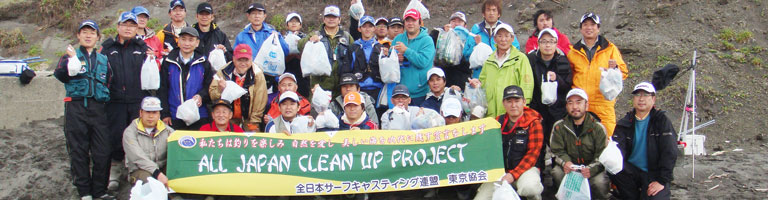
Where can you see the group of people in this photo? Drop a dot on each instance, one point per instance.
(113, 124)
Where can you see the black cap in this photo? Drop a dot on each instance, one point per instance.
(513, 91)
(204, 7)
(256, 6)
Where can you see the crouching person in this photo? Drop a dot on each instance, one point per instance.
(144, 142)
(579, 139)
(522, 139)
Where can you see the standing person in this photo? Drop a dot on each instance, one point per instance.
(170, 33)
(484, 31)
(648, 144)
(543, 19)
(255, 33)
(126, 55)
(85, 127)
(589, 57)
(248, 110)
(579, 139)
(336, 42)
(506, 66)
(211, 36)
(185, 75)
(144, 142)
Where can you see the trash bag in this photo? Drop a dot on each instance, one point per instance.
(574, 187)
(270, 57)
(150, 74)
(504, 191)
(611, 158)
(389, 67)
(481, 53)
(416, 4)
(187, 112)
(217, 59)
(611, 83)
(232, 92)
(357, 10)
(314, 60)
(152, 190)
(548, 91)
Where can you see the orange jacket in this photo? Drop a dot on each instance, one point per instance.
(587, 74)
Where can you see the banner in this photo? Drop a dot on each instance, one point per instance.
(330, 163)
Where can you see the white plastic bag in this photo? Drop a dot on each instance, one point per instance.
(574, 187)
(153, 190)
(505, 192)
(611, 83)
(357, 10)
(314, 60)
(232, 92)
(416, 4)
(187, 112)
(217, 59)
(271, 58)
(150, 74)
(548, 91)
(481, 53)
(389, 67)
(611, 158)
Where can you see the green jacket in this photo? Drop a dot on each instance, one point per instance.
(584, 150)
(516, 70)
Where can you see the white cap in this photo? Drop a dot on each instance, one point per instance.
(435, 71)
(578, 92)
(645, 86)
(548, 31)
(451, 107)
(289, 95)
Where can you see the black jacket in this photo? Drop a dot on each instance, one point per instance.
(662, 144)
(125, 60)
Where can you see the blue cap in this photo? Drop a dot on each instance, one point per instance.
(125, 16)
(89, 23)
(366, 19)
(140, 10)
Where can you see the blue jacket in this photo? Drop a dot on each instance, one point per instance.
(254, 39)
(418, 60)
§
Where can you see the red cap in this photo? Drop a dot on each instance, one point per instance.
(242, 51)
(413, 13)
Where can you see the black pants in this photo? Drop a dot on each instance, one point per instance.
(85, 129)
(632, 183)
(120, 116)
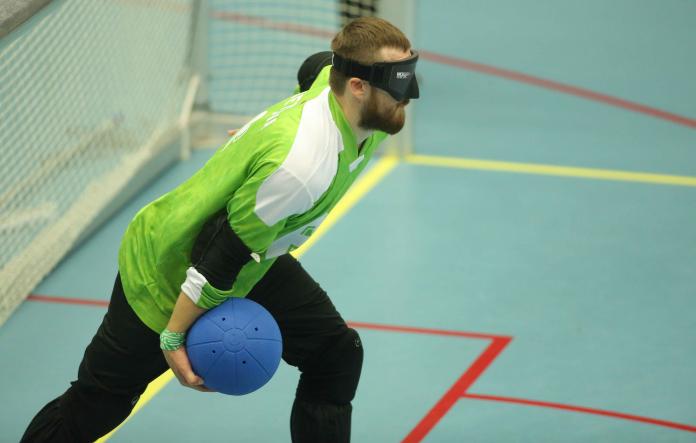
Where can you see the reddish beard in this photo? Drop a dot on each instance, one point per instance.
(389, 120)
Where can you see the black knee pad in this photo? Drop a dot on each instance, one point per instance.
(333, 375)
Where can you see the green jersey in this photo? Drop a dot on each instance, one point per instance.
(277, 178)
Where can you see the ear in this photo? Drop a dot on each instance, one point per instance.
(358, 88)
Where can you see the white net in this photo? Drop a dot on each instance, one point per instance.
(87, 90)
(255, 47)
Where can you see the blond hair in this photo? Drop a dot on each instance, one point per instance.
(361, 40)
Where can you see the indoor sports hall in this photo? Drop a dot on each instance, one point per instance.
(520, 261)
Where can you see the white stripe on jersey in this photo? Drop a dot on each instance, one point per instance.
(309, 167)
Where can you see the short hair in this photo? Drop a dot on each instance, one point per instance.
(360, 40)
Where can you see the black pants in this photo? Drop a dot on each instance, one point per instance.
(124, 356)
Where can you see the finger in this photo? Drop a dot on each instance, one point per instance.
§
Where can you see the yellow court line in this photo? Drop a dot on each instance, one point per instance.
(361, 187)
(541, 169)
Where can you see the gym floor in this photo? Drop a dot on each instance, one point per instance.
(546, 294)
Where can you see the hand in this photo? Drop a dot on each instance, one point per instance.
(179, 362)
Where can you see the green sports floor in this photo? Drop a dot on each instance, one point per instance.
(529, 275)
§
→ PROBLEM
Report how many lines of the records above contain the string "person", with uppercase and lowercase letters treated as different. Give only the number.

→ THE RESPONSE
2